• **INFORMATION GIVEN**:
-------
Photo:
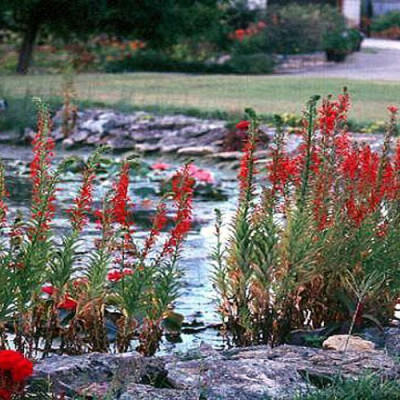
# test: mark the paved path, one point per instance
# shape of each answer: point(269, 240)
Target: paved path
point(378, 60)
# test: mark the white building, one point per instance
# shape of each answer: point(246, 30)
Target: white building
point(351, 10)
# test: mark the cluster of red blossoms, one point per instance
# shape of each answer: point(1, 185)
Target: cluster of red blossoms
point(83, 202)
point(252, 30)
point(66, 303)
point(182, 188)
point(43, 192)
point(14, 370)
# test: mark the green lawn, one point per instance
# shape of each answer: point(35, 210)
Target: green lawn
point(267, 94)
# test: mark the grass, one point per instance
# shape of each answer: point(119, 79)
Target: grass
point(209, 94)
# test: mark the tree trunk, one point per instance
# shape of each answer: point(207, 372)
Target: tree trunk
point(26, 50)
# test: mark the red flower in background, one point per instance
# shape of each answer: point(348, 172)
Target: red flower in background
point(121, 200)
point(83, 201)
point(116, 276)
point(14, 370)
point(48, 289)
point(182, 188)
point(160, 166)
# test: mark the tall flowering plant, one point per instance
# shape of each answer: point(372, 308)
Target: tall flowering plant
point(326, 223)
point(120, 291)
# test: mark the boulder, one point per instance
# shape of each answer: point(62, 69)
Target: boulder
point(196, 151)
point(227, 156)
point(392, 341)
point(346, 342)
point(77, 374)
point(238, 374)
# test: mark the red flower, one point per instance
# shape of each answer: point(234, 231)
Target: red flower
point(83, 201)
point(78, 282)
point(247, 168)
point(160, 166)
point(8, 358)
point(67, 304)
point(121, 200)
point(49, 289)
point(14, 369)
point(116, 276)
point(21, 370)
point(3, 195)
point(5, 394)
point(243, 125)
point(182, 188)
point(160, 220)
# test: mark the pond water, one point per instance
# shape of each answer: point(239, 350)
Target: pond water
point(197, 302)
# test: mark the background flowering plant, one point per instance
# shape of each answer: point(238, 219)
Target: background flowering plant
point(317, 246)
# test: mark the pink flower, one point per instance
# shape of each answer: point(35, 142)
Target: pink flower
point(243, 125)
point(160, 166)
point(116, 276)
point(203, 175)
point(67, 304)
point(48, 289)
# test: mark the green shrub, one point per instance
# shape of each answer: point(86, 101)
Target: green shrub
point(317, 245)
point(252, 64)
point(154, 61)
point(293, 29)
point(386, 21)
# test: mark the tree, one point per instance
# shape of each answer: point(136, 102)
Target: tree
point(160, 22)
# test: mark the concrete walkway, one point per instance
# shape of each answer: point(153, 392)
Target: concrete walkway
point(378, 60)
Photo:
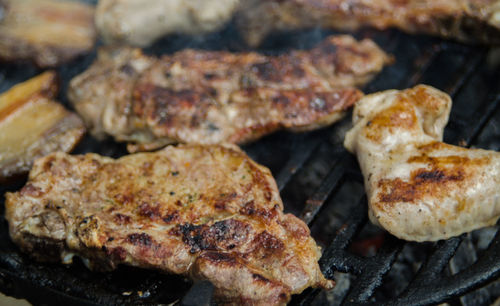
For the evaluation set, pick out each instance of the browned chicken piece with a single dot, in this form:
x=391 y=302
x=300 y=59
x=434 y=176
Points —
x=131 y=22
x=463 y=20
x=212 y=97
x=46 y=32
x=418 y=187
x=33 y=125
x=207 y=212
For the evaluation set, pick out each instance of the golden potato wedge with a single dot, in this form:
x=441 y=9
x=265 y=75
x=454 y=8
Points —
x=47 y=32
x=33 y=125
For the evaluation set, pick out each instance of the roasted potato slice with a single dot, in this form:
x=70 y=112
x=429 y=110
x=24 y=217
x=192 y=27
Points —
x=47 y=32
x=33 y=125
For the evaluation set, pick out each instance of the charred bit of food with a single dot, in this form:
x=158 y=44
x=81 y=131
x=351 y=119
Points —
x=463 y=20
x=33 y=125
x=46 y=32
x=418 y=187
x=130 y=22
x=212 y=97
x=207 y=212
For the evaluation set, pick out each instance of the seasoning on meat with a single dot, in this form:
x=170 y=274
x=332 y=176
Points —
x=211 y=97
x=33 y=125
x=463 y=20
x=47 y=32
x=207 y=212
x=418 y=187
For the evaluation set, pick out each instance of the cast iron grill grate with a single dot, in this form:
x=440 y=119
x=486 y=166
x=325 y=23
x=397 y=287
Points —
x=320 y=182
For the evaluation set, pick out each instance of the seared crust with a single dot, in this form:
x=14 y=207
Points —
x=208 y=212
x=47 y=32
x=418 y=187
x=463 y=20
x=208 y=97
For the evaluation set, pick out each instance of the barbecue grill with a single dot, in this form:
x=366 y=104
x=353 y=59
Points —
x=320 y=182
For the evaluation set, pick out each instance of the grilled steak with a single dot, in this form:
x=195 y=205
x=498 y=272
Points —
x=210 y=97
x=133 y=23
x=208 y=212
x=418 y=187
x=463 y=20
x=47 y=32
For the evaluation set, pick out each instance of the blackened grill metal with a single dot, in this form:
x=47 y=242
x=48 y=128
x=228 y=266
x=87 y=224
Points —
-------
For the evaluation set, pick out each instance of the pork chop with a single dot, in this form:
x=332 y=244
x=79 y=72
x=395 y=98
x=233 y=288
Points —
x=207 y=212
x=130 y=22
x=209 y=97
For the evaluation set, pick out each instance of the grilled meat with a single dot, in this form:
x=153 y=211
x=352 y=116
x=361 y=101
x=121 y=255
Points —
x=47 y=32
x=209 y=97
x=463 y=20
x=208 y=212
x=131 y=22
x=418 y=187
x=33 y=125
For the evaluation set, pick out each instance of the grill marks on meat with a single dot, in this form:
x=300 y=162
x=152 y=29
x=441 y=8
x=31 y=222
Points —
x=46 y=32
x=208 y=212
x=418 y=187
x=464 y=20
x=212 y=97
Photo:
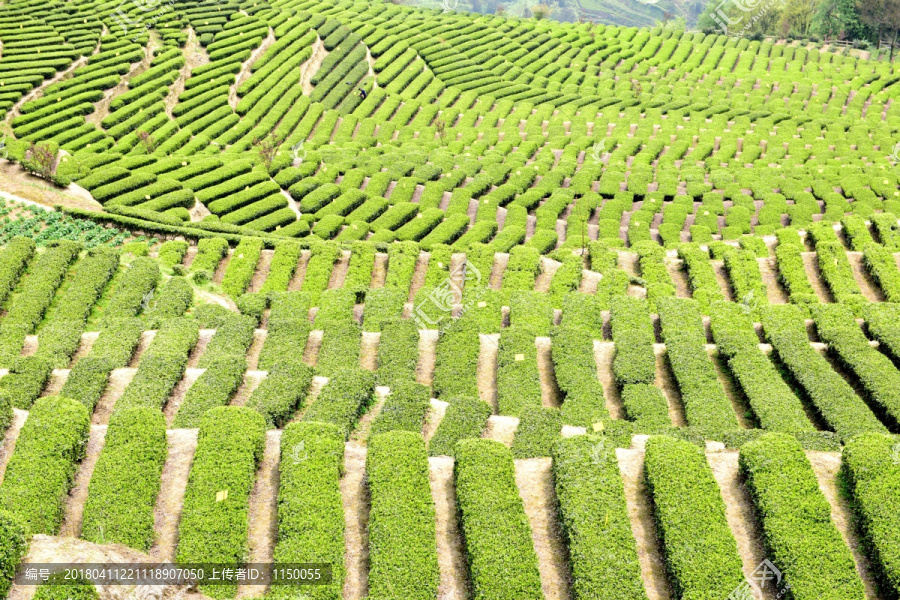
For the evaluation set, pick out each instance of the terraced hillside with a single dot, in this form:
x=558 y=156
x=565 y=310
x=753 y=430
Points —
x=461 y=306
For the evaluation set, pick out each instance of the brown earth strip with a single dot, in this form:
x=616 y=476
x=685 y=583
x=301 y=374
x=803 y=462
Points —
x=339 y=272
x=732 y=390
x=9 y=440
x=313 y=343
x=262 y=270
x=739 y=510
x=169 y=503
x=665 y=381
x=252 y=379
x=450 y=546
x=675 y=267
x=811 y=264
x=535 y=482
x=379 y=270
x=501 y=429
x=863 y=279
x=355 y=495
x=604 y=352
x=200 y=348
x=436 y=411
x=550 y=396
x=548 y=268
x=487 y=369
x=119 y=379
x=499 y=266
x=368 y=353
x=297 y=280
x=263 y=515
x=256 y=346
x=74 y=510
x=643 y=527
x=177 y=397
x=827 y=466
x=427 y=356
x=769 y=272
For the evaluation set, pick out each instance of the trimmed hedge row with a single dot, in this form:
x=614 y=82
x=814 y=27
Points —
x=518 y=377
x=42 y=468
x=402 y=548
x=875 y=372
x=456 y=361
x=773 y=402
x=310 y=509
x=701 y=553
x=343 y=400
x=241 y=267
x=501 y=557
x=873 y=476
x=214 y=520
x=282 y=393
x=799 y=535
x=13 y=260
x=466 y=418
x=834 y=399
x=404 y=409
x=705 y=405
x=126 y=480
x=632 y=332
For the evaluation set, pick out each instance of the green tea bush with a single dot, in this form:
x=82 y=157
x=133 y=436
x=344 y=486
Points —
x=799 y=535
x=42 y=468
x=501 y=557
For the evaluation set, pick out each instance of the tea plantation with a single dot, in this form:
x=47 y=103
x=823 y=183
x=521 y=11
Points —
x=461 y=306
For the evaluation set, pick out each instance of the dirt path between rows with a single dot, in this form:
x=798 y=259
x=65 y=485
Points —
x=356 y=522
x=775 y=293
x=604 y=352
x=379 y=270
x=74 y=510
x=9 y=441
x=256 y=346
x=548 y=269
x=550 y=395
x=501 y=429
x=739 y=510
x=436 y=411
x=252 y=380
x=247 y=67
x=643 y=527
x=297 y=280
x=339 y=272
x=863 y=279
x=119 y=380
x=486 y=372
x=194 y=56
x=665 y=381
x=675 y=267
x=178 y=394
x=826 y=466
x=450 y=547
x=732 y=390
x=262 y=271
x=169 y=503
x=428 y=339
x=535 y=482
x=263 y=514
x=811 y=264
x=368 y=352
-------
• **STATED PROBLEM**: Rewrite everything in the data from the line containing "# test: mark the boulder, one" down to the line containing "point(197, 302)", keeping every line, and shift each answer coordinate up by 10. Leave the sample coordinates on the "shape of each answer" lines as they are.

• **RESULT FOR THIS EXERCISE**:
# test: mark the boulder, one point per instance
# shape of each answer: point(62, 69)
Target: boulder
point(206, 161)
point(237, 166)
point(402, 351)
point(356, 352)
point(87, 384)
point(248, 384)
# test: mark the red flower, one point per instance
# shape of each answer: point(234, 231)
Target: red flower
point(93, 211)
point(88, 292)
point(257, 178)
point(170, 176)
point(18, 368)
point(77, 314)
point(131, 210)
point(59, 299)
point(24, 379)
point(126, 286)
point(31, 380)
point(13, 205)
point(15, 404)
point(253, 135)
point(192, 198)
point(170, 230)
# test: mark the pond water, one point per instance
# shape of each answer: point(239, 350)
Target: pond water
point(207, 312)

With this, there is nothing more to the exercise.